# START OF GIVEN RECORDS

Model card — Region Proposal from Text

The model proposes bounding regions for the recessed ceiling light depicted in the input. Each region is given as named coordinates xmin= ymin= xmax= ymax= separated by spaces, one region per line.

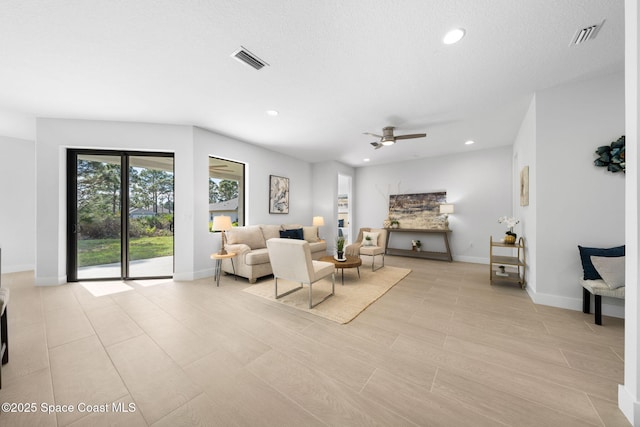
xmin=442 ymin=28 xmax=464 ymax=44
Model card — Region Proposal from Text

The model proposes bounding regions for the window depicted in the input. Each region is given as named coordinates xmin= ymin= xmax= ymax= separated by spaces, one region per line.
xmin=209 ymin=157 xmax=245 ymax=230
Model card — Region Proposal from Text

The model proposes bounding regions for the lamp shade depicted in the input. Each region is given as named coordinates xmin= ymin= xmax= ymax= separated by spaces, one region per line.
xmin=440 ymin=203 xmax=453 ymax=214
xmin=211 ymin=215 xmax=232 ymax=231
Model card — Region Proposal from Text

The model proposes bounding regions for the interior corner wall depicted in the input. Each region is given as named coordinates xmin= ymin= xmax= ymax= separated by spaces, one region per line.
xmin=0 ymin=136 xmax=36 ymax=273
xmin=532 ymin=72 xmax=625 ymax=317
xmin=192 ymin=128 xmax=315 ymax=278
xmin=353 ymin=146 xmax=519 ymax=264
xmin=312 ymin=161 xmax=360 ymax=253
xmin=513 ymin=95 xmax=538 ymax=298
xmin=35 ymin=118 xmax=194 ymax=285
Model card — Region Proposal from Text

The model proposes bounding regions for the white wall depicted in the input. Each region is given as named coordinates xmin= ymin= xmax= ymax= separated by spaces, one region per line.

# END OF GIVEN RECORDS

● DIRECTION: Please reproduce the records starting at the first line and ending at the line containing "xmin=442 ymin=28 xmax=464 ymax=44", swapping "recessed ceiling light" for "overhead light fixture" and changing nothing else. Return only those lines, without the pictures.

● PROBLEM SOLUTION:
Model card — Region Proposal from Text

The model proposes bounding regions for the overhead light fixture depicted in the input. Each region is given as named coordinates xmin= ymin= xmax= ymax= separated by spaces, one region per line.

xmin=442 ymin=28 xmax=464 ymax=44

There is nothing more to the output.